**Stored items from a collection**.
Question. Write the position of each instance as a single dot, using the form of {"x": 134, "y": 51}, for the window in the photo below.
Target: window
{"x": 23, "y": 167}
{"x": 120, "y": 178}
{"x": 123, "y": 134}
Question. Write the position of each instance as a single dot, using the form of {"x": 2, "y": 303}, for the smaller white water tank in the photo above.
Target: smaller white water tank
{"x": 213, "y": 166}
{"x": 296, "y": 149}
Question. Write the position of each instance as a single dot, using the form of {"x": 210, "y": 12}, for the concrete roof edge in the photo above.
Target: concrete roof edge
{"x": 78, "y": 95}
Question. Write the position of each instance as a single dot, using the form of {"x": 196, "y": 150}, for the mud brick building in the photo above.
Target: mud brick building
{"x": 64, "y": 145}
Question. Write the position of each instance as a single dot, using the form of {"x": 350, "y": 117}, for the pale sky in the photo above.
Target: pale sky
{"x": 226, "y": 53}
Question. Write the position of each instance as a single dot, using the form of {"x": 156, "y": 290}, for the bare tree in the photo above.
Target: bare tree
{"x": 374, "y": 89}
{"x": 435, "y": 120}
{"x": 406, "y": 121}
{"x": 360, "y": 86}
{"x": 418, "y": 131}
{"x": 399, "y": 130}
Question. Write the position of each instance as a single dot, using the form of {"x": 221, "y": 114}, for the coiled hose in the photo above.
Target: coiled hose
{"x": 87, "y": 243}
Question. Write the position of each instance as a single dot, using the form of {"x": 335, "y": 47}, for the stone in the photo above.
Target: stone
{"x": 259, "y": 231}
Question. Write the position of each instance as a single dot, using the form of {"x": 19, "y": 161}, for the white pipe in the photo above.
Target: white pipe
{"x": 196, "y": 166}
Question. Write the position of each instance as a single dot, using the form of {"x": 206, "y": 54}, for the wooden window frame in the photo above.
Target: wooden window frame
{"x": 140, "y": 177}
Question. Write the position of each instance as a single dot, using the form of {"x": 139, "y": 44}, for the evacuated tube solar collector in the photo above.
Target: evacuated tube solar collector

**WHAT THE EXERCISE ASKS**. Lay out the lines as a Markdown table with the columns Row and Line, starting at the line containing "pipe in the photo above." and ending at the last line of the items. Number each row and leave out blank lines.

**EXERCISE RESPONSE**.
| Row | Line |
|---|---|
| 1 | Question. Write the position of each instance as a single dot, using the form of {"x": 19, "y": 161}, for the white pipe in the photo above. |
| 2 | Target: white pipe |
| 3 | {"x": 196, "y": 166} |
| 4 | Question. Write the position of each instance as a single dot, using the form of {"x": 206, "y": 54}, for the wooden window frame in the photo above. |
| 5 | Target: wooden window frame |
| 6 | {"x": 140, "y": 177} |
| 7 | Question. Write the position of each instance as a single dot, using the form of {"x": 139, "y": 44}, for the evacuated tube solar collector in the photo above. |
| 8 | Target: evacuated tube solar collector |